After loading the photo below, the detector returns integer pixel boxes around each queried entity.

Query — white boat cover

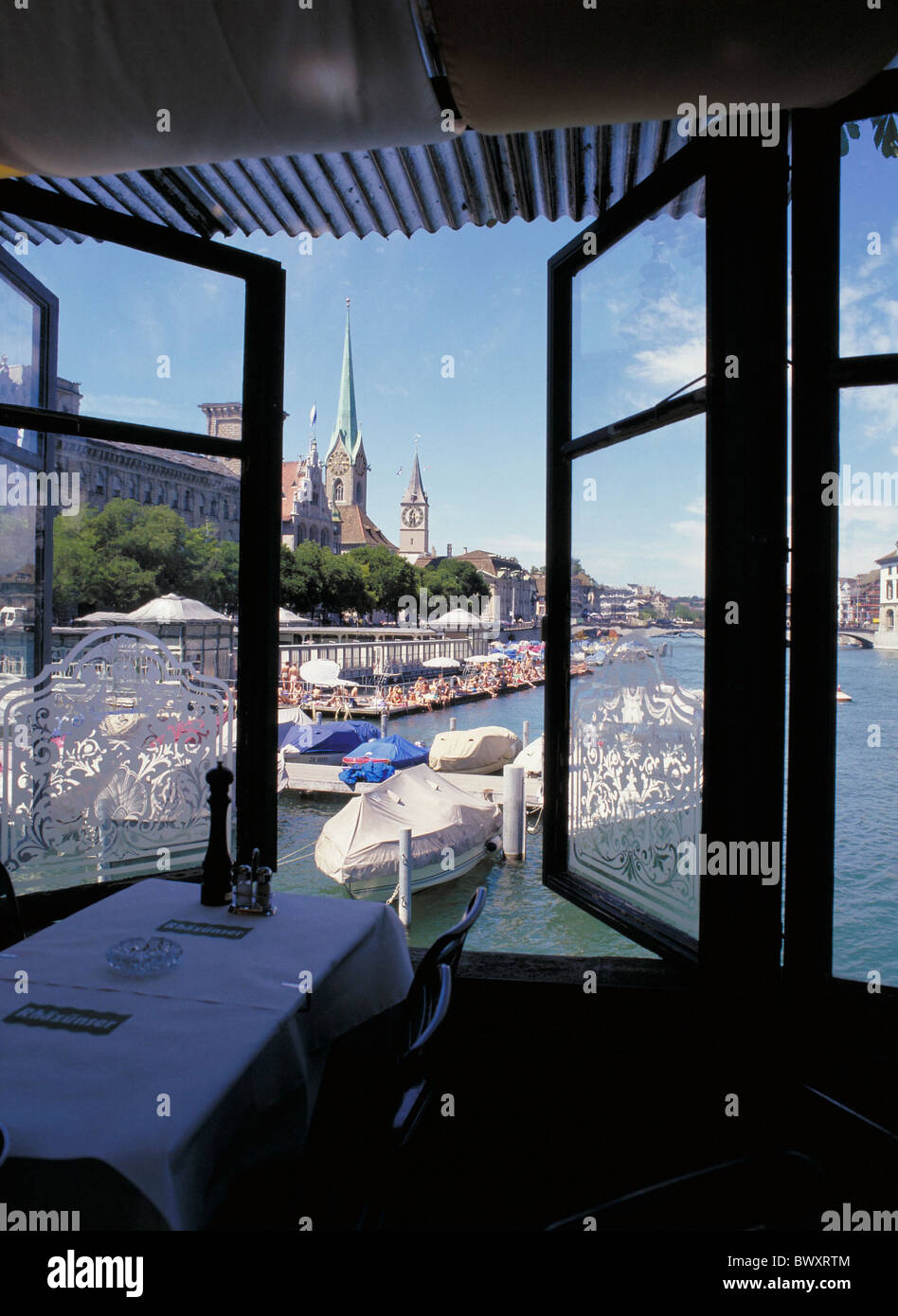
[515,736,543,776]
[429,726,521,773]
[314,763,502,884]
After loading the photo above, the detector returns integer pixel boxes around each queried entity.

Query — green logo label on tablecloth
[155,918,253,941]
[4,1005,131,1036]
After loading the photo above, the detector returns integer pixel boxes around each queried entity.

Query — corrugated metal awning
[0,122,705,252]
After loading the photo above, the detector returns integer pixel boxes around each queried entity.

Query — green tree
[280,540,333,616]
[419,558,490,620]
[345,544,418,614]
[321,549,371,616]
[53,499,240,622]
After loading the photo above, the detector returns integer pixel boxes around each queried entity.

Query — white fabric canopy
[314,763,502,881]
[429,726,521,773]
[0,0,443,178]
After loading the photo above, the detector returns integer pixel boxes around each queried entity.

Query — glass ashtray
[107,937,180,975]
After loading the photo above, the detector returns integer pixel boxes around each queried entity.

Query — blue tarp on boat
[278,720,381,754]
[340,759,396,786]
[344,736,428,767]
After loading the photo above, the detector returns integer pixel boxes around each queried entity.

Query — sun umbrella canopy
[278,721,379,754]
[299,658,340,685]
[128,594,227,625]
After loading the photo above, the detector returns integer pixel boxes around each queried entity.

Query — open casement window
[0,182,284,892]
[0,250,58,678]
[784,71,898,1006]
[544,133,787,982]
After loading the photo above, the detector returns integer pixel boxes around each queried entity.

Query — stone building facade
[57,379,240,540]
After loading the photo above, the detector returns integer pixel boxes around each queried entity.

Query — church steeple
[328,297,361,462]
[324,297,368,512]
[403,439,426,503]
[399,436,431,562]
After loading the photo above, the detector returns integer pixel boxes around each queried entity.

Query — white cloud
[627,337,705,388]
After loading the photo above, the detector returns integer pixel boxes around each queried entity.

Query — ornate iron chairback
[570,638,705,935]
[0,628,236,883]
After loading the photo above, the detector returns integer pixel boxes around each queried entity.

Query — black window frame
[783,70,898,1005]
[543,131,787,985]
[0,179,286,877]
[0,237,60,672]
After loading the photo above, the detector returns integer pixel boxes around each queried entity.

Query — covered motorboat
[431,726,521,774]
[278,720,378,765]
[513,736,543,776]
[314,763,502,900]
[342,736,428,769]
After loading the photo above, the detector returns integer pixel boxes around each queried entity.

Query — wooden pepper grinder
[200,759,234,905]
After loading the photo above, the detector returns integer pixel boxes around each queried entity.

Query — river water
[276,638,898,983]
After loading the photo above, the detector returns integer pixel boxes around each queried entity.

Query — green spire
[328,297,361,462]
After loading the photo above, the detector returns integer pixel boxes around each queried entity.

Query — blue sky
[11,125,898,594]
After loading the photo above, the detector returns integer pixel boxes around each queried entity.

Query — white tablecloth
[0,880,411,1229]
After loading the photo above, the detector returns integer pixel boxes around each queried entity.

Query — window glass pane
[571,189,705,436]
[838,118,898,357]
[568,418,705,938]
[0,459,44,691]
[824,383,898,985]
[0,271,41,418]
[0,438,240,891]
[22,242,243,438]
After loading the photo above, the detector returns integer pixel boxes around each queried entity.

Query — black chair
[547,1150,823,1233]
[392,961,452,1148]
[355,957,450,1231]
[419,887,486,981]
[0,863,25,951]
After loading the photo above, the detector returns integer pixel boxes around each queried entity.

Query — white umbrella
[299,658,340,685]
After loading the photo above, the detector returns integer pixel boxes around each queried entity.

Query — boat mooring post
[399,827,412,928]
[502,763,527,860]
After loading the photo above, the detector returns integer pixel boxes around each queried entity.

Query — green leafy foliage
[838,115,898,159]
[53,499,240,624]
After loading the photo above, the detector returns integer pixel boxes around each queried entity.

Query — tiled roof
[337,503,399,553]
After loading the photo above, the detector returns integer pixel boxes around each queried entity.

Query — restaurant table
[0,878,412,1229]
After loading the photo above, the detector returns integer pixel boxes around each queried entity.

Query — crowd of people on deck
[278,649,544,719]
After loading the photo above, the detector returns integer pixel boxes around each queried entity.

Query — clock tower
[399,442,431,562]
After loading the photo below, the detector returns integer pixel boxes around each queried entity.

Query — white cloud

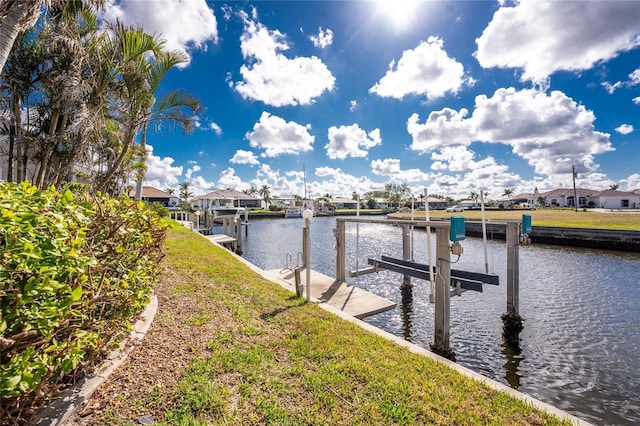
[371,158,430,182]
[472,88,613,175]
[475,0,640,83]
[218,167,250,191]
[620,173,640,191]
[209,121,222,136]
[308,167,384,198]
[229,149,260,166]
[103,0,218,65]
[602,81,622,95]
[407,108,474,153]
[235,13,335,107]
[615,124,633,135]
[309,27,333,49]
[184,164,201,180]
[369,37,474,99]
[251,164,304,197]
[407,88,613,175]
[246,112,315,157]
[431,146,477,172]
[325,124,382,160]
[140,145,182,190]
[629,68,640,86]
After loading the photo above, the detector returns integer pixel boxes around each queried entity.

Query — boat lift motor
[520,214,531,246]
[449,216,465,256]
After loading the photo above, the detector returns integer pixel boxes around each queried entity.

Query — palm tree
[131,51,200,200]
[96,22,163,191]
[242,186,258,197]
[180,182,193,210]
[502,188,513,197]
[0,0,105,71]
[258,184,271,206]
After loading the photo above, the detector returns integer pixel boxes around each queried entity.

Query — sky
[104,0,640,199]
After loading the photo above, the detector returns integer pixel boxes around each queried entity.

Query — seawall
[465,221,640,253]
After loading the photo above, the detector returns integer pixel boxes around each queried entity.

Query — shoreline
[249,210,640,253]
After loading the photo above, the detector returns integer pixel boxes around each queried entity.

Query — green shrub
[149,201,169,217]
[0,182,165,417]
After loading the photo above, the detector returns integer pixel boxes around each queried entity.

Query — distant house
[331,197,358,209]
[129,186,180,210]
[458,200,481,209]
[496,192,541,208]
[191,189,263,210]
[497,188,640,209]
[587,189,640,209]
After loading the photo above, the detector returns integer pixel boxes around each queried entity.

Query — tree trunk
[136,122,147,201]
[95,129,136,192]
[0,0,42,71]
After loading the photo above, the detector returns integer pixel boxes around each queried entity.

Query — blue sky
[106,0,640,198]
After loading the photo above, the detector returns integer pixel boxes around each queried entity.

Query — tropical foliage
[0,1,199,194]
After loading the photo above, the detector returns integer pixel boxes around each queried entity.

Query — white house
[587,189,640,209]
[331,197,358,210]
[191,189,262,210]
[129,186,180,210]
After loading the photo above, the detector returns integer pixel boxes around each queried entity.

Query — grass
[95,227,571,425]
[396,209,640,231]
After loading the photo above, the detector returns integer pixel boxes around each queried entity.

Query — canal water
[235,217,640,425]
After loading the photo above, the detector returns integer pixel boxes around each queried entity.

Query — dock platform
[205,234,236,244]
[263,268,396,319]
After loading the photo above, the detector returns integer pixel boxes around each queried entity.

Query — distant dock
[263,268,396,319]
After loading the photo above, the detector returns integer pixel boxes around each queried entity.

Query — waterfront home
[587,189,640,209]
[331,197,358,210]
[191,189,263,210]
[497,188,640,209]
[129,186,180,210]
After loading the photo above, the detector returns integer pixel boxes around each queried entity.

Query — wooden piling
[334,219,347,282]
[502,222,524,347]
[507,222,520,314]
[431,227,455,361]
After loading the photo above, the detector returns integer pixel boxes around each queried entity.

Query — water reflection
[243,218,640,425]
[501,342,524,389]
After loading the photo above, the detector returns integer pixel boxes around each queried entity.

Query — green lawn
[390,209,640,231]
[91,228,571,425]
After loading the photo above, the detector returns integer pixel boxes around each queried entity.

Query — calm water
[235,217,640,425]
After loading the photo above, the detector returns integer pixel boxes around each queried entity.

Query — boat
[284,206,302,217]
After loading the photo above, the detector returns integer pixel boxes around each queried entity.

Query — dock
[263,268,396,319]
[205,234,236,245]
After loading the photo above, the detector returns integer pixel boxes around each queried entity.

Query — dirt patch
[66,267,216,426]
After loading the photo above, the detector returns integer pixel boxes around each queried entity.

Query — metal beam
[367,256,482,292]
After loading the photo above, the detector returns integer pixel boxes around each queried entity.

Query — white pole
[411,194,415,262]
[356,194,360,274]
[302,209,313,302]
[424,188,435,303]
[480,190,489,274]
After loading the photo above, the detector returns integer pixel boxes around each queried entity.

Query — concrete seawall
[465,221,640,253]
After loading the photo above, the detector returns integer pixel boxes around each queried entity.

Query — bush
[0,182,165,422]
[149,201,169,217]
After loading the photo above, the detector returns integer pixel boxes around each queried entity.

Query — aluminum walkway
[262,268,396,319]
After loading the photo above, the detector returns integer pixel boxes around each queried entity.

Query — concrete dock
[205,234,236,244]
[263,268,396,319]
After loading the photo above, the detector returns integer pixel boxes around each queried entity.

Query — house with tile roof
[129,186,180,210]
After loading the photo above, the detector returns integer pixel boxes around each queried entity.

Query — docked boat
[284,206,302,218]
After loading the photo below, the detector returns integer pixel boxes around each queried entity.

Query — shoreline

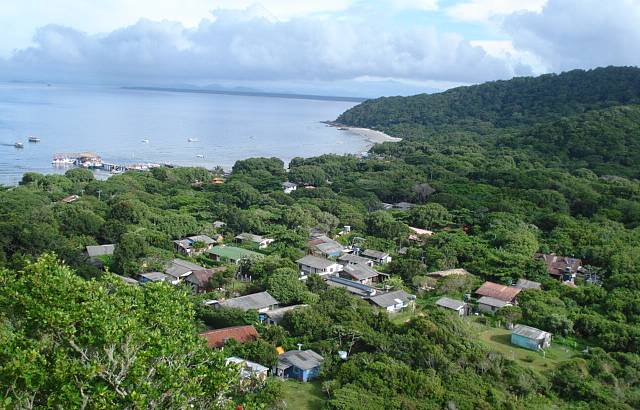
[324,121,402,145]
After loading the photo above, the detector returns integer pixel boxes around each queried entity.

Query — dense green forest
[0,67,640,410]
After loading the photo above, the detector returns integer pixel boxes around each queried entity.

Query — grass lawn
[282,380,325,410]
[476,324,575,371]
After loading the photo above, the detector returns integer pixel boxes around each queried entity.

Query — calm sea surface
[0,83,368,185]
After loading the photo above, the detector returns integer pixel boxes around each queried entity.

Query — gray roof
[515,279,542,289]
[220,292,280,310]
[140,272,168,282]
[164,259,205,279]
[265,305,309,323]
[342,264,380,280]
[478,296,511,308]
[114,274,140,285]
[338,253,373,265]
[296,255,337,269]
[369,290,412,308]
[362,249,389,259]
[436,297,466,310]
[327,276,376,297]
[235,232,267,243]
[512,325,551,340]
[313,242,344,254]
[87,244,116,258]
[278,350,324,370]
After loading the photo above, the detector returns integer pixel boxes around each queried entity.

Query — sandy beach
[326,122,402,144]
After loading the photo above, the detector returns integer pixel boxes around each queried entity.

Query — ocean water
[0,83,368,185]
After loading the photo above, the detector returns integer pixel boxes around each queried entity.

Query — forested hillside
[336,67,640,129]
[0,68,640,410]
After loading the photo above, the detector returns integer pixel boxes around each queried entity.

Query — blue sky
[0,0,640,96]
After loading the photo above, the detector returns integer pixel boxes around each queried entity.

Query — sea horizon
[0,82,371,186]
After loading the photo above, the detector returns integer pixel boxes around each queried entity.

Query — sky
[0,0,640,97]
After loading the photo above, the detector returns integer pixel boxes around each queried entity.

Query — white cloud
[0,6,527,83]
[447,0,547,21]
[504,0,640,71]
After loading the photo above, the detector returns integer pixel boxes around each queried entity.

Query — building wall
[511,333,539,350]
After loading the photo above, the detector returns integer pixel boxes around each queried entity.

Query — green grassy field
[476,324,575,371]
[283,380,325,410]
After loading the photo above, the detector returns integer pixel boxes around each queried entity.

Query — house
[308,234,344,258]
[282,181,298,194]
[391,202,415,211]
[369,290,416,312]
[408,226,433,241]
[296,255,342,276]
[138,272,173,284]
[327,276,378,299]
[173,235,216,256]
[86,244,116,259]
[511,325,551,350]
[264,305,309,325]
[478,296,511,314]
[476,282,522,303]
[339,264,387,285]
[164,259,206,283]
[535,253,582,282]
[214,292,280,320]
[337,253,373,266]
[514,279,542,290]
[225,356,269,383]
[200,325,258,348]
[274,350,324,382]
[427,269,469,279]
[61,195,80,204]
[361,249,391,265]
[113,274,140,285]
[207,245,264,264]
[436,297,467,316]
[184,267,226,293]
[235,232,275,249]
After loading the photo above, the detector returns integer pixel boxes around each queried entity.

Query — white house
[296,255,342,276]
[282,182,298,194]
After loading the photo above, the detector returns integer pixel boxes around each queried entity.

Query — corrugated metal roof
[476,282,521,302]
[220,292,279,310]
[278,350,324,370]
[512,325,551,340]
[369,290,411,308]
[296,255,337,269]
[436,297,466,310]
[478,296,511,308]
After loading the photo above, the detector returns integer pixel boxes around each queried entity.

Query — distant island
[121,86,368,102]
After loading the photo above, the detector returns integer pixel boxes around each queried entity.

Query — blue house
[511,325,551,350]
[275,350,324,382]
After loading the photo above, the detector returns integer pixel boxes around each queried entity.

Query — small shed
[511,325,551,350]
[436,297,467,316]
[274,350,324,382]
[478,296,512,314]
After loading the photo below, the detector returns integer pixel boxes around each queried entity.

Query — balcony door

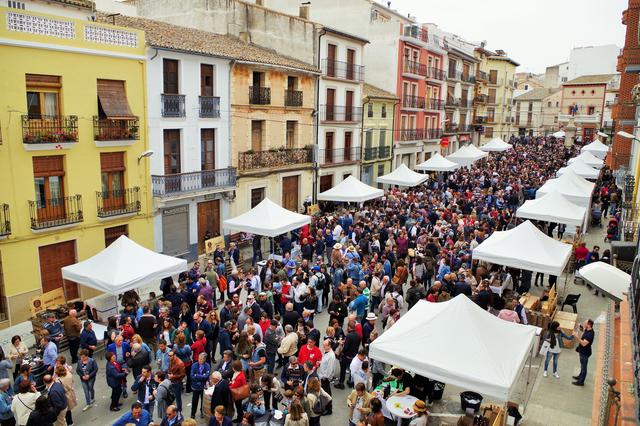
[100,152,125,211]
[33,155,66,222]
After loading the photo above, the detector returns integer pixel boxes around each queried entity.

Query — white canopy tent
[369,295,536,401]
[446,145,489,167]
[318,176,384,203]
[480,138,513,152]
[568,151,604,170]
[416,152,460,172]
[62,235,188,295]
[556,159,600,179]
[472,220,572,276]
[516,191,587,226]
[536,171,595,208]
[377,163,429,187]
[578,262,631,300]
[223,198,311,237]
[580,140,609,159]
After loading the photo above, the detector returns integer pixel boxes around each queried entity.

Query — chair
[560,294,580,314]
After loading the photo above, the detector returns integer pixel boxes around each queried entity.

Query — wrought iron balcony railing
[151,167,236,198]
[198,96,220,118]
[96,186,141,218]
[29,195,84,230]
[22,115,78,144]
[93,116,140,141]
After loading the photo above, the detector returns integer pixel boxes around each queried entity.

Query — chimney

• • • • • • •

SET PROBLEM » Identify each line in the material above that contains the string "seawall", and copy those lines in full. Case counts when matching.

THE ANSWER »
Query — seawall
Query — concrete seawall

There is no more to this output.